> [Directions]
A full and exact copy of the listing that follows is needed.

> [Dataset entries]
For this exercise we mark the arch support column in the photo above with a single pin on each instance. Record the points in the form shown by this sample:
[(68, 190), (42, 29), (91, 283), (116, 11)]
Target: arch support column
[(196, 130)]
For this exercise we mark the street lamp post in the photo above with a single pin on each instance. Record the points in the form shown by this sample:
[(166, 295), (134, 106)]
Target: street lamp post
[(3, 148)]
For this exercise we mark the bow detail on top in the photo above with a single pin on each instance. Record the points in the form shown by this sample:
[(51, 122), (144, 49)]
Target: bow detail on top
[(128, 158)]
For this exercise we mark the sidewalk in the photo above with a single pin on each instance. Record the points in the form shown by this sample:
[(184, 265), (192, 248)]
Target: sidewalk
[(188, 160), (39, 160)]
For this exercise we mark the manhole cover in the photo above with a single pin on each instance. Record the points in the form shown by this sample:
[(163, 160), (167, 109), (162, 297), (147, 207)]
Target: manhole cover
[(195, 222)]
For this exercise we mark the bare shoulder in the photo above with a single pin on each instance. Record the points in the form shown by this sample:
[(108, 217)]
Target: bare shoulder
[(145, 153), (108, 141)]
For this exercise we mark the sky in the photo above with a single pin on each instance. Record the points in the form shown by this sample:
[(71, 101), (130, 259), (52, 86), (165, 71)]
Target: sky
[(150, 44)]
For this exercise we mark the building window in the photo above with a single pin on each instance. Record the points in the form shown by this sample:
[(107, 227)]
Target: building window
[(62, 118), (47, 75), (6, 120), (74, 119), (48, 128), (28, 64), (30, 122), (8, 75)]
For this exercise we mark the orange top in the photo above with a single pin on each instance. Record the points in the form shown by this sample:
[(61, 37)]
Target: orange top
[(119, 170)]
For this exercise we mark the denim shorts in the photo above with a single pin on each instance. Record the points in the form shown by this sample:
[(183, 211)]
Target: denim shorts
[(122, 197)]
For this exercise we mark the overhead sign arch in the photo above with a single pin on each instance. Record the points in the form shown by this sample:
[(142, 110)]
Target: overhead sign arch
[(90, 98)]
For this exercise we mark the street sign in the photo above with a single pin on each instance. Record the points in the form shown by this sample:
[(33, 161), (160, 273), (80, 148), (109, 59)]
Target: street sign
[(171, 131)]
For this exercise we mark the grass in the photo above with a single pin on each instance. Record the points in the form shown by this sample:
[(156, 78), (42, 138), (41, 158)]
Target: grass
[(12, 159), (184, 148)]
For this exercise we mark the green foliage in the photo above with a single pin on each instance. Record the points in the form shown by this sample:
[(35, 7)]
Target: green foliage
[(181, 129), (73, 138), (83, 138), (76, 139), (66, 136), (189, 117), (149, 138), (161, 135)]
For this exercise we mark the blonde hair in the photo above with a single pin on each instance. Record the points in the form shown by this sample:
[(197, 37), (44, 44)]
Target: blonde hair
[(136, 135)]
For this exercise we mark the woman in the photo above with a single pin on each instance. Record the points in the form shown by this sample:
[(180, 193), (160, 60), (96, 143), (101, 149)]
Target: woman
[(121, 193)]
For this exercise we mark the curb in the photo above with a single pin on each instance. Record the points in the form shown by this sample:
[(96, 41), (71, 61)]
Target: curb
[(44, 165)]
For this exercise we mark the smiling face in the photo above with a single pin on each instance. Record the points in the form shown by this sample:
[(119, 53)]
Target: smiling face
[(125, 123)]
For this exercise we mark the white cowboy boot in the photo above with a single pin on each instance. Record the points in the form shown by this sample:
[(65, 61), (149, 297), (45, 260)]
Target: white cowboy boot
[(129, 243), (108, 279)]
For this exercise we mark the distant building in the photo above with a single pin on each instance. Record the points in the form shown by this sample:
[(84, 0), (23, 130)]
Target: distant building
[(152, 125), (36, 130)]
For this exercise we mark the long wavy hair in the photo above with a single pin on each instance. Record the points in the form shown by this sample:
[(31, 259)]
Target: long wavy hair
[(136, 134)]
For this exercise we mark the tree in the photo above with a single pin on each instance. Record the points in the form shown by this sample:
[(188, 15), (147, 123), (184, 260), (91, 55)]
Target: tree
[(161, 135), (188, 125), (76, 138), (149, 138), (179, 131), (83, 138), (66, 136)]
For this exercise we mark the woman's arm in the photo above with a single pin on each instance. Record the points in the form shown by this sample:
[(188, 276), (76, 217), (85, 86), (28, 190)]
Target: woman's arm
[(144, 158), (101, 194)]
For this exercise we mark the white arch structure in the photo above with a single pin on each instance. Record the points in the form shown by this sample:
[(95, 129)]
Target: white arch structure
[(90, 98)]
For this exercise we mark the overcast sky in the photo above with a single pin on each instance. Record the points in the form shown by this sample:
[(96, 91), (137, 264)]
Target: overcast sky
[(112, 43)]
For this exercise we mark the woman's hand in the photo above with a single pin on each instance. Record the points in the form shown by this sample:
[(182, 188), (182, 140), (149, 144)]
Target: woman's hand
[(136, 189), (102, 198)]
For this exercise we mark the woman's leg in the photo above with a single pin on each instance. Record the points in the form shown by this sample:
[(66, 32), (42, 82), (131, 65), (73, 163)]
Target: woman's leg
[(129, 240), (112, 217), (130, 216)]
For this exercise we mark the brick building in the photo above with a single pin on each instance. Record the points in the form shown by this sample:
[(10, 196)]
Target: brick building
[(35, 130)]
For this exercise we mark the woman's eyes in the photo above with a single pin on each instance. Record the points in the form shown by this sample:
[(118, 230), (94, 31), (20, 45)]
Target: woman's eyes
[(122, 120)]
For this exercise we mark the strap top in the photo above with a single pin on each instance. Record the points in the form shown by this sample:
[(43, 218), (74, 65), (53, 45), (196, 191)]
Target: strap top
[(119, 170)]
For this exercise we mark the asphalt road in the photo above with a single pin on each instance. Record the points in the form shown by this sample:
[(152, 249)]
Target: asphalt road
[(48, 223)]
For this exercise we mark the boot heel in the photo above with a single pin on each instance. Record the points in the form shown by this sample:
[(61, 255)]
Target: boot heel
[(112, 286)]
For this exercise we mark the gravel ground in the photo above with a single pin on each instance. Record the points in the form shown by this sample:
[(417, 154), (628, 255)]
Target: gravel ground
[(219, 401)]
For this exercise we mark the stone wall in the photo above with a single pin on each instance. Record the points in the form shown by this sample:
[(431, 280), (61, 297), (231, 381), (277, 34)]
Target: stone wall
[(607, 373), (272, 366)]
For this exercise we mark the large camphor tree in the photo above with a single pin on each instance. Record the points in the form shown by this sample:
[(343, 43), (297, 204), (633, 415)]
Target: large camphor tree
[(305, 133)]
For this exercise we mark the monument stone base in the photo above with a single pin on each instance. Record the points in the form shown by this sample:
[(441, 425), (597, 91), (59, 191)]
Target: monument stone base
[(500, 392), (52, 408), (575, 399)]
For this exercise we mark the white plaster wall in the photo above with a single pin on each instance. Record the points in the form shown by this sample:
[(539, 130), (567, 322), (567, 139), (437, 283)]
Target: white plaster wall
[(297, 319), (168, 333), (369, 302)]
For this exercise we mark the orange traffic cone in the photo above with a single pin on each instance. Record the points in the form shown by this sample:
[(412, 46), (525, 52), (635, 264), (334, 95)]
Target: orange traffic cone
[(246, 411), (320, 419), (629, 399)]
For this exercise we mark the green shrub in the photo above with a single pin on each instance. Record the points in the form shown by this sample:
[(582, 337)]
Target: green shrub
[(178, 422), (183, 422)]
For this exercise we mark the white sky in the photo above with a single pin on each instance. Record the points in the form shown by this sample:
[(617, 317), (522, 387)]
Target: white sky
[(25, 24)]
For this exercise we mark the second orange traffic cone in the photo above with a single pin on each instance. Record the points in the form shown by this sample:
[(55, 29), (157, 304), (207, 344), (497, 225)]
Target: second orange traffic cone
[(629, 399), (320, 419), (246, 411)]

> [Exercise output]
For this exercise we mark the arch support column in the photo above with a single pin on each instance. Record the points in the form shown by this sample:
[(68, 190), (42, 29), (91, 283), (116, 11)]
Target: arch support column
[(196, 130)]
For this exercise we mark the street lamp post in the photo above with a single pin on each instance. Record the points in the form shown by this sample:
[(166, 295), (134, 106)]
Target: street lamp post
[(3, 148)]
For this exercise we mark the bow detail on top in the photo above with a single pin on each instance. Record the points in the form shown by this sample:
[(51, 122), (144, 49)]
Target: bow detail on top
[(128, 158)]
For this exercise we mark the sidewalk in the photo above with a single pin on each instance. Record the points in the form shown by this sample:
[(184, 265), (192, 248)]
Target: sidewalk
[(188, 160), (39, 160)]
For this exercise we mark the manhole cover in the photo above with a single pin on each instance. Record the points in the form shown by this sample:
[(163, 160), (167, 109), (162, 297), (147, 207)]
Target: manhole cover
[(195, 222)]
For this exercise we mark the bare shoulder in the photo above with a single pin on each instance. Record the points in the form shown by this sample:
[(108, 217)]
Target: bare shoulder
[(145, 153), (108, 141)]
For this exercise we mark the sky in the photo above with a single pin on each instance. Record the points in the form shown by this sample:
[(71, 101), (130, 259), (52, 86), (165, 71)]
Target: sky
[(150, 44)]
For this exercise we mark the building window in the photo above with a single pin on each instance. Record the points in the form shown by this sample:
[(107, 227)]
Target: building window
[(62, 118), (47, 75), (6, 120), (74, 119), (48, 128), (28, 64), (30, 122), (8, 75)]
For this exercise we mark the orange top in the photo above with a single pin on each instance. Record the points in the form shown by this sample:
[(61, 37)]
Target: orange top
[(119, 170)]
For this exercise we mark the denim shorts in the photo above with a single pin on each instance. Record the points in the form shown by this sample:
[(183, 211)]
Target: denim shorts
[(122, 197)]
For this exercise we mark the overhead sign arch in the photo above with a single pin on each instance. Record the points in the form shown by this sample:
[(142, 110)]
Target: overhead sign arch
[(90, 98)]
For this exercise we mark the street sign in the photo above with a single pin on each instance. Record the points in the form shown by this sample:
[(33, 161), (160, 273), (80, 148), (109, 59)]
Target: street sign
[(171, 131)]
For this exercise we mark the grass in the photo above with a single pin on each instance. Record the points in the form shown by this sample:
[(156, 78), (42, 138), (41, 158)]
Target: grass
[(12, 159), (184, 148)]
For this exercise we mark the green foliage in the photo above with a single pin on each instance. Record the points in the form shown by this sample:
[(35, 7)]
Target: green foliage
[(181, 129), (73, 138), (83, 138), (76, 139), (66, 136), (189, 117), (149, 138), (161, 135)]
For this exercise we mark the blonde hair in the photo above with a single pin on each instance. Record the points in the form shown by this sample:
[(197, 37), (44, 44)]
Target: blonde hair
[(136, 135)]
For this exercise we mark the woman in the photo above with a single pin on each instance. Record the points in the form shown by this sample:
[(180, 193), (160, 60), (96, 143), (101, 149)]
Target: woman
[(121, 193)]
For this exercise we mark the curb in the photo above with a single pin on each instance. Record the points in the form shown by this sample:
[(96, 41), (71, 61)]
Target: curb
[(44, 165)]
For this exercise we mark the smiling face in the photo above with a single pin on each instance. Record the points in the form shown by this sample:
[(119, 53)]
Target: smiling face
[(125, 123)]
For this exercise we mark the white cowboy boot in the photo above with a single pin on each instance. Record the points in the form shown by this sample:
[(65, 61), (149, 297), (45, 260)]
Target: white cowboy boot
[(129, 243), (108, 279)]
For this exercise we mark the distant building in the photo above with a single pin on each instance. Record the points in the form shown by this sample:
[(84, 0), (23, 130)]
Target: distant building
[(152, 125), (36, 130)]
For this exercise we mark the long wavy hair in the photo above with a single pin on each instance. Record the points in the form shown by this sample:
[(31, 259)]
Target: long wavy hair
[(136, 134)]
For this exercise we mark the tree in the photo above with a single pin on each instance. Record the points in the form shown by this sample:
[(188, 15), (147, 123), (184, 260), (91, 55)]
Target: tree
[(161, 135), (188, 125), (76, 138), (149, 138), (179, 131), (83, 138), (66, 136)]
For this exercise we mark the woman's arm in the photo above with a single pin on each instance. Record the points in the form shown by this sample:
[(188, 276), (76, 217), (85, 86), (28, 190)]
Target: woman's arm
[(144, 158), (101, 194)]
For this exercise we mark the white arch structure in the photo above with a single pin on each instance. Record the points in the form shown by this sample:
[(95, 129)]
Target: white arch structure
[(90, 98)]
For this exercise we mark the overcast sky in the photo above with a single pin on each instance. Record the points in the form shown by this sample:
[(96, 91), (137, 264)]
Target: overcast sky
[(112, 43)]
For this exercise we mark the woman's hand in the photo above with a single pin on each instance. Record the points in the form shown by this sample:
[(182, 188), (182, 140), (149, 144)]
Target: woman's hand
[(136, 189), (102, 198)]
For this exercise we mark the woman's leg in the photo above with a single pin on each instance. Record the points in the form shown by this sample:
[(66, 32), (42, 82), (131, 65), (73, 163)]
Target: woman's leg
[(129, 240), (112, 217), (130, 216)]
For this exercise we mark the brick building in the photo above with a single pin on each instance. Record the points in the form shown by this sample:
[(10, 196)]
Target: brick building
[(35, 130)]
For this exercise we mark the woman's eyes in the photo above with a single pin on each instance. Record the points in the form shown by this sample:
[(118, 230), (94, 31), (20, 45)]
Target: woman's eyes
[(122, 120)]
For this exercise we mark the strap top in the photo above with a single pin on each instance. Record the points in the form shown by this sample:
[(43, 218), (74, 65), (53, 45), (196, 191)]
Target: strap top
[(119, 170)]
For this exercise we mark the asphalt road in the photo above with a single pin on each instance. Record the points in the form shown by this sample:
[(152, 249)]
Target: asphalt road
[(48, 223)]
For this exercise we mark the boot heel in the photo above with a single pin on each instance. Record the points in the form shown by this sample:
[(61, 255)]
Target: boot heel
[(112, 286)]
For this exercise we mark the gravel ground in the photo above with a single pin on each instance. Record the points in the form shown by this sample:
[(417, 154), (628, 255)]
Target: gravel ground
[(219, 401)]
For this exercise we mark the stone wall in the photo above with a single pin on each instance. Record the points in the form shown by this sample:
[(431, 280), (61, 297), (231, 381), (277, 34)]
Target: stone wall
[(607, 373), (272, 366)]
For this exercise we mark the large camphor tree in the photo above with a single pin on each instance. Record the points in the form shown by this sample:
[(343, 43), (297, 204), (633, 415)]
Target: large camphor tree
[(305, 133)]
For this exercise we mark the monument stone base in the photo above with a single pin on each instance. Record the points in the form shown by this sample:
[(441, 425), (597, 91), (59, 191)]
Target: monument stone base
[(500, 392), (52, 408), (575, 399)]
For this exercise we mark the white plaster wall in the photo above with a single pin on each instance. Record the points in the form shown by this sample:
[(539, 130), (567, 322), (567, 139), (437, 283)]
Target: white plaster wall
[(297, 319), (168, 333), (369, 302)]
For this exercise we mark the orange traffic cone in the photo above with a single pin on each instance. Record the points in the form shown by this sample:
[(412, 46), (525, 52), (635, 264), (334, 95)]
Target: orange traffic cone
[(246, 411), (320, 419), (629, 399)]
For this exercise we mark the green shrub in the photo above with a single pin on each instance. Record the points in the form shown by this sample:
[(582, 337)]
Target: green shrub
[(178, 422), (183, 422)]
For this exercise we mark the white sky in the photo above with a single pin on each instance. Record the points in the form shown by this sample:
[(617, 317), (522, 387)]
Target: white sky
[(25, 24)]
For this exercise we mark the second orange traffic cone in the photo above with a single pin on each instance. Record the points in the form shown by this sample:
[(55, 29), (157, 304), (207, 344), (497, 225)]
Target: second orange traffic cone
[(629, 399), (320, 419), (246, 411)]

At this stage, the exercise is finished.